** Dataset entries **
## Begin

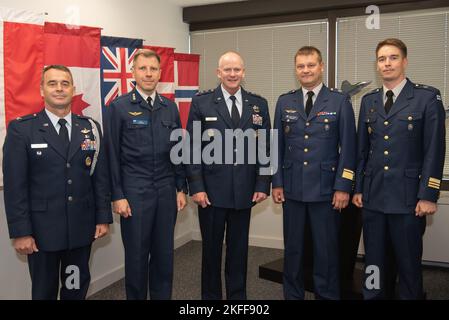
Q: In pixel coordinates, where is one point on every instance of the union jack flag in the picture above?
(116, 63)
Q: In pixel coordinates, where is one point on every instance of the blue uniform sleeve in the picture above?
(434, 147)
(113, 128)
(363, 146)
(346, 164)
(194, 171)
(277, 176)
(180, 173)
(263, 178)
(15, 178)
(101, 184)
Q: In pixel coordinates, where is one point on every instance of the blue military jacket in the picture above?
(316, 153)
(400, 155)
(51, 195)
(139, 145)
(229, 185)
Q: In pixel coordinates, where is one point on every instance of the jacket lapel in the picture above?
(402, 100)
(76, 137)
(247, 109)
(221, 107)
(50, 135)
(320, 102)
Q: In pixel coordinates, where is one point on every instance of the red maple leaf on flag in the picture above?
(78, 104)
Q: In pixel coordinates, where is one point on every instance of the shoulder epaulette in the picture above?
(83, 117)
(336, 90)
(27, 117)
(205, 92)
(290, 92)
(255, 95)
(373, 91)
(423, 86)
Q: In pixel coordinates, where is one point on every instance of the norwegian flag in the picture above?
(166, 85)
(186, 82)
(116, 62)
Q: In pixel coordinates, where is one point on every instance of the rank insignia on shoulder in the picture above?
(434, 183)
(348, 174)
(88, 145)
(257, 120)
(88, 161)
(324, 113)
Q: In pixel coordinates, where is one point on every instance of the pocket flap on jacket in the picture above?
(38, 205)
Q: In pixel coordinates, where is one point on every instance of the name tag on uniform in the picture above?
(140, 122)
(39, 146)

## End

** EXERCISE DIRECTIONS **
Can you copy, unchanged, every line of the listing from the line containing "epaulette in the picture above?" through the last line of the listing, both ends included?

** TASK ANSWER **
Q: In pixel coordinates, where is one point on every instance of the shoulder epaulette in the picture above?
(83, 117)
(336, 90)
(27, 117)
(205, 92)
(290, 92)
(255, 95)
(373, 91)
(423, 86)
Q: In pixel coordinates, where is one point on every instance of the norwegian flag in the picture above?
(166, 85)
(186, 82)
(116, 62)
Q: In pixel coordinates, where is one point on every instance of the rank insignia on shoulder in the picture above?
(434, 183)
(348, 174)
(88, 145)
(257, 120)
(88, 161)
(324, 113)
Q: In pixel coordinates, where is one point on every instance of the pocket flap on jacket in the picture above?
(38, 205)
Q: In pixel coordinates, where is one point on every instance of the name tag on uniform in the picture above?
(140, 122)
(39, 146)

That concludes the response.